> _Dataset content_:
# # # #

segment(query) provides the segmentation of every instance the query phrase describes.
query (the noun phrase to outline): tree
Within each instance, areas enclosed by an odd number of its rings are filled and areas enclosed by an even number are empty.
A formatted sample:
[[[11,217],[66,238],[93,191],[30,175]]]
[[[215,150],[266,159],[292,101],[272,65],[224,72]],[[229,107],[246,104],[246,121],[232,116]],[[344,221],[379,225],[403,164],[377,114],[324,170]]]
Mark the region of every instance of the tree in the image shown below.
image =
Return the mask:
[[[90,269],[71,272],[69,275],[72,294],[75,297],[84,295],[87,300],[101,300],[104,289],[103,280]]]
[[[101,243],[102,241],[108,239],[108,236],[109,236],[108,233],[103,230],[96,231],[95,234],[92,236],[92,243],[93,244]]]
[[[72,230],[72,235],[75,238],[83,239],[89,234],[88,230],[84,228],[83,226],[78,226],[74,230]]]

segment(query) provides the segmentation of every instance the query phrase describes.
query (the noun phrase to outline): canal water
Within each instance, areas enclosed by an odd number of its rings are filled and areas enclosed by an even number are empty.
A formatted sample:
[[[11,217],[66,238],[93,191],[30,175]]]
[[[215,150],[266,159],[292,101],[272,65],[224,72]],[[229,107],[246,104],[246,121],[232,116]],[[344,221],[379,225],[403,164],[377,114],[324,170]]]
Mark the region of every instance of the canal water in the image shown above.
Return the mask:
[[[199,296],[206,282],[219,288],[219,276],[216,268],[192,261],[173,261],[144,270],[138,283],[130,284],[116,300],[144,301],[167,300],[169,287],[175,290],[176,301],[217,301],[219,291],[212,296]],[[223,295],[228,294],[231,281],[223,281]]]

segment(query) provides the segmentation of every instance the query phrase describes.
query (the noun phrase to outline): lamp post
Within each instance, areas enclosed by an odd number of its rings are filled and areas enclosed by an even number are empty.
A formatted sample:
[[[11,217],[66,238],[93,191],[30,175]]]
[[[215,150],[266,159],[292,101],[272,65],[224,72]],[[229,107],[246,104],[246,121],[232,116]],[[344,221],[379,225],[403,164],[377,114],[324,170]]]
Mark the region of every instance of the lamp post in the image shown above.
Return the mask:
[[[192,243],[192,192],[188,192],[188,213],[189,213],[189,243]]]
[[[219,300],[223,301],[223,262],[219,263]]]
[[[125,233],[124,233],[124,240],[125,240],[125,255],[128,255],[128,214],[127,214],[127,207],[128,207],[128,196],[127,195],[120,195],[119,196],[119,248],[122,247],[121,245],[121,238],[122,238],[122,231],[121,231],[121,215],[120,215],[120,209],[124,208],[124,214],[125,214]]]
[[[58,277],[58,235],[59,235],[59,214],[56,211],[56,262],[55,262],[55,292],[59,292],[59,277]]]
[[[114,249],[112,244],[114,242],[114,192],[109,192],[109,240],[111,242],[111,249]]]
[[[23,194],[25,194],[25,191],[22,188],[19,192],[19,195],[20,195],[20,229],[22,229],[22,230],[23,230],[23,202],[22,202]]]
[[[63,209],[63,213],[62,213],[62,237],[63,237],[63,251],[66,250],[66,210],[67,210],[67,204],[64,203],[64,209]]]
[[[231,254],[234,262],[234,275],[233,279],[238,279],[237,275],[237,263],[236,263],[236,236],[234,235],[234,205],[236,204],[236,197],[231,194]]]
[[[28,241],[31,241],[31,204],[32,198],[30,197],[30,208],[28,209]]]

# # # #

> _Problem_:
Copy out all the entries shown above, character for character.

> _Completed task_:
segment(query) provides the segmentation of every instance the query phrase describes.
query (the noun phrase to outline): tree
Within each instance, areas enclosed by an odd number of its rings are filled and areas enclosed by an even number are empty.
A formatted sample:
[[[11,217],[66,238],[93,191],[30,175]]]
[[[215,150],[266,159],[292,101],[272,65],[224,72]],[[229,107],[246,104],[246,121],[232,116]],[[344,221],[379,225],[403,164],[377,114],[324,170]]]
Mark the region of every instance of the tree in the image shown below.
image =
Return the mask:
[[[90,269],[71,272],[69,275],[72,294],[75,297],[84,295],[87,300],[101,300],[104,289],[103,280]]]
[[[101,243],[102,241],[108,239],[108,236],[109,236],[108,233],[103,230],[96,231],[95,234],[92,236],[92,243],[93,244]]]
[[[72,230],[72,235],[75,238],[83,239],[89,234],[88,230],[84,228],[83,226],[78,226],[74,230]]]

segment(query) provides the segmentation of every instance the query phrase describes.
query (the noun phrase to outline): canal water
Within each instance, areas enclosed by an odd number of its rings are filled and areas enclosed by an even number are empty.
A formatted sample:
[[[11,217],[66,238],[93,191],[30,175]]]
[[[215,150],[266,159],[292,101],[272,65],[224,72]],[[229,107],[246,104],[246,121],[232,116]],[[344,221],[379,225],[403,164],[377,114],[324,170]]]
Mark the region of every instance of the canal water in the image shown above.
Return the mask:
[[[199,296],[206,282],[219,288],[219,276],[216,268],[192,261],[173,261],[144,270],[138,283],[130,284],[116,300],[144,301],[167,300],[169,287],[175,290],[176,301],[217,301],[219,291],[212,296]],[[223,295],[228,294],[231,281],[223,281]]]

segment(query) provides the segmentation of every instance the query phrase describes.
query (the noun phrase to outline): lamp post
Within each instance, areas enclosed by an odd number of its rings are filled and areas enclosed by an even number are empty.
A formatted sample:
[[[11,217],[66,238],[93,191],[30,175]]]
[[[215,150],[266,159],[292,101],[272,65],[224,72]],[[229,107],[246,104],[246,121],[232,116]],[[344,221],[379,225],[403,164],[377,114],[324,170]]]
Mark the region of every instance of the lamp post in the image shown above.
Return the mask:
[[[192,243],[192,192],[188,192],[188,213],[189,213],[189,243]]]
[[[219,300],[223,301],[223,262],[219,263]]]
[[[125,233],[124,233],[124,240],[125,240],[125,255],[128,255],[128,214],[127,214],[127,207],[128,207],[128,196],[127,195],[120,195],[119,196],[119,248],[122,247],[121,245],[121,238],[122,238],[122,231],[121,231],[121,215],[120,215],[120,209],[124,208],[124,214],[125,214]]]
[[[58,277],[58,235],[59,235],[59,214],[56,211],[56,262],[55,262],[55,292],[59,292],[59,277]]]
[[[114,249],[112,244],[114,242],[114,192],[109,192],[109,240],[111,242],[111,249]]]
[[[23,194],[25,194],[25,191],[22,188],[19,192],[19,195],[20,195],[20,229],[22,229],[22,230],[23,230],[23,202],[22,202]]]
[[[63,209],[63,213],[62,213],[62,237],[63,237],[63,251],[66,250],[66,210],[67,210],[67,204],[64,203],[64,209]]]
[[[231,254],[234,262],[234,275],[233,279],[238,279],[237,275],[237,263],[236,263],[236,236],[234,235],[234,205],[236,204],[236,197],[231,194]]]
[[[28,241],[31,241],[31,204],[32,198],[30,197],[30,208],[28,209]]]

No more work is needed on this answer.